_Short problem_
Please update these items by replacing "metal railing" with "steel railing" and leaving everything else unchanged. Leave the pictures out of your answer.

------------------------------

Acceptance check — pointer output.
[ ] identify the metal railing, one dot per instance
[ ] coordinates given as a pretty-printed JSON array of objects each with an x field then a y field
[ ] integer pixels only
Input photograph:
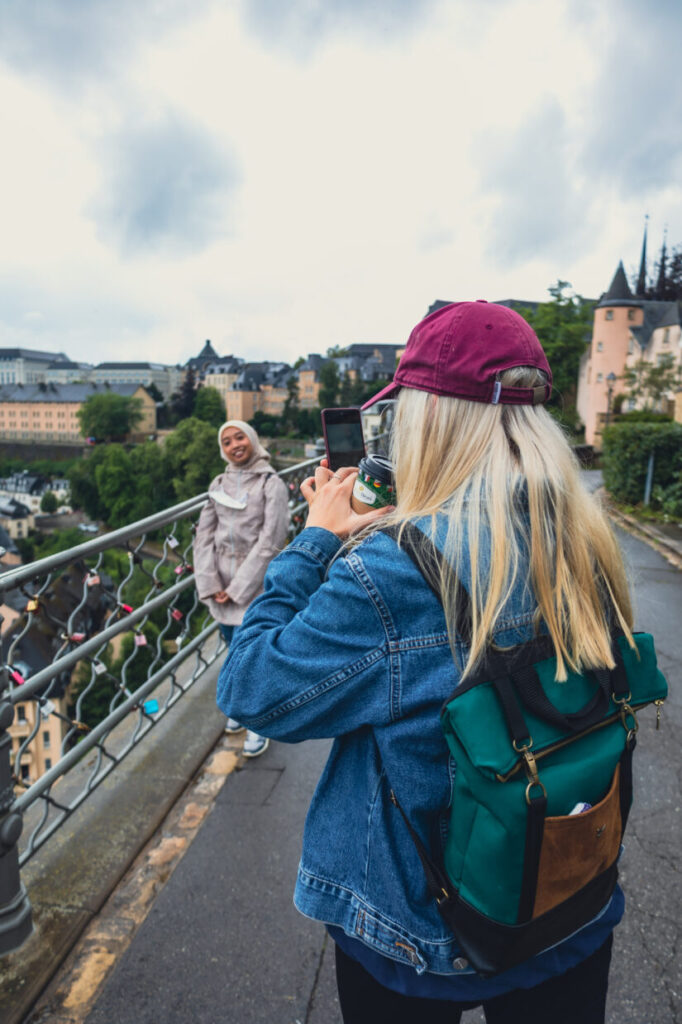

------------------------------

_Written answer_
Acceptance check — pointer output.
[ ] identify the steel railing, one dot per instance
[ ] coordinates given as a pretty-printed JSON array of objects each with an x field then a y field
[ ] integer pixels only
Input photograph:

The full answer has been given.